**SOURCE TEXT**
□ □ □

Eliana Bórmida (born 29 July 1946) is an Argentine architect, co-owner of the Bórmida & Yanzón studio, based in Mendoza, Argentina and specializing in wine cellars. Since 1988 the studio has worked on projects for more than 30 wineries, which have been disseminated in national and international media, and several have received awards. Bórmida combines her activity at the studio with academic pursuits, developing an extensive career in the field of heritage preservation. In 2012 she received the Konex Award for Architecture.

Early years
In childhood, Eliana Bórmida became interested in the humanities, art, drawing, and reading. She studied at a normal high school and was determined to study philosophy. When she was in high school she traveled to Chicago on an exchange scholarship, and there she became interested in architecture when she met an architect, a relative of the family that she was staying with. When she returned home, Bórmida enrolled in the University of Mendoza's recently inaugurated Faculty of Architecture. This was directed by  and had professors from Córdoba, Santa Fe, and San Juan who promoted the modern movement and an integral way of understanding design. She graduated in 1972. Her classmate Mario Yanzón later became her partner and husband.

□ □ □

**GIVEN RECORDS**
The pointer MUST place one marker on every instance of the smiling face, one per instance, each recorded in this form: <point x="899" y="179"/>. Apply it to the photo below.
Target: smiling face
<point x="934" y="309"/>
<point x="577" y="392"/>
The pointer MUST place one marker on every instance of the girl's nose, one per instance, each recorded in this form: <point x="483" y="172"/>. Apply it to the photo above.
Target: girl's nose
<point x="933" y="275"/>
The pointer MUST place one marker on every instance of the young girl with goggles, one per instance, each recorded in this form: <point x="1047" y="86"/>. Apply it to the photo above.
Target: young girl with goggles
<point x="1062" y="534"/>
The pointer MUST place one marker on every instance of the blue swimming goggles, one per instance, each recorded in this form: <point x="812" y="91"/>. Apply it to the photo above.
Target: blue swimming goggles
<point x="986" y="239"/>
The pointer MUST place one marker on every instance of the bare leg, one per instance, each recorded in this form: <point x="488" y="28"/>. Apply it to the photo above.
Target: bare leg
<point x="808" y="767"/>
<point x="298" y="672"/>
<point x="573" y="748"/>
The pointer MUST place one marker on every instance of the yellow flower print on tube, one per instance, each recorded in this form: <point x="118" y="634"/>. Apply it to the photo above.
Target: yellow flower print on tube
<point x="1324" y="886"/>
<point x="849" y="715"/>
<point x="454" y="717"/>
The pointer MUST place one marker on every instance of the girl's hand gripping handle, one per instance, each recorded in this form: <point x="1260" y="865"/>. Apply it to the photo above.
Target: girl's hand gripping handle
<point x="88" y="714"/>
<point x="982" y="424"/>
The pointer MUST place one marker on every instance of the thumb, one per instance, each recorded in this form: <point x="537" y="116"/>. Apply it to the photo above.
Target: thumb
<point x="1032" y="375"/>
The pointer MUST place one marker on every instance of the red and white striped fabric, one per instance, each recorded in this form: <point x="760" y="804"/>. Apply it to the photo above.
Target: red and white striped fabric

□ □ □

**WHAT TO WORK ON**
(a) According to the biography of Eliana Bórmida, in what year did she receive the Konex Award for Architecture?
(b) Extend the biography of Eliana Bórmida from the point at which it stops.

**SOLVED TASKS**
(a) 2012

(b)
Career

Bórmida and Yanzón formed an eponymous studio whose projects are led by both of them. After their divorce, the associates continued working together in the same arrangement. One of their daughters, Luisa Yanzón, is an architect and also works for the studio doing interior design.

Bórmida's works are based on an integrative conceptualization of architecture and context, understood as a natural and cultural landscape, which seeks to give architecture a transcendent support and projection, to contribute to regional identity. Her experience comes from professional practice and also from university teaching and research. She has been a Professor Emeritus at the University of Mendoza since 2011, where she was Associate Professor of History of Architecture and Urban Planning from 1973 to 2005 and founder and director of the Institute of Architectural and Urban Culture. Alberto Nicolini worked with her to consolidate the institute, which was something exceptional in a private university. There she developed themes of cultural heritage and Andean regional identity and initiated a line of research on Cultural Heritage of Wine in Mendoza. She was called on by the Regional Government of Andalusia to edit, together with Graciela Moretti, an architectural guide for Mendoza.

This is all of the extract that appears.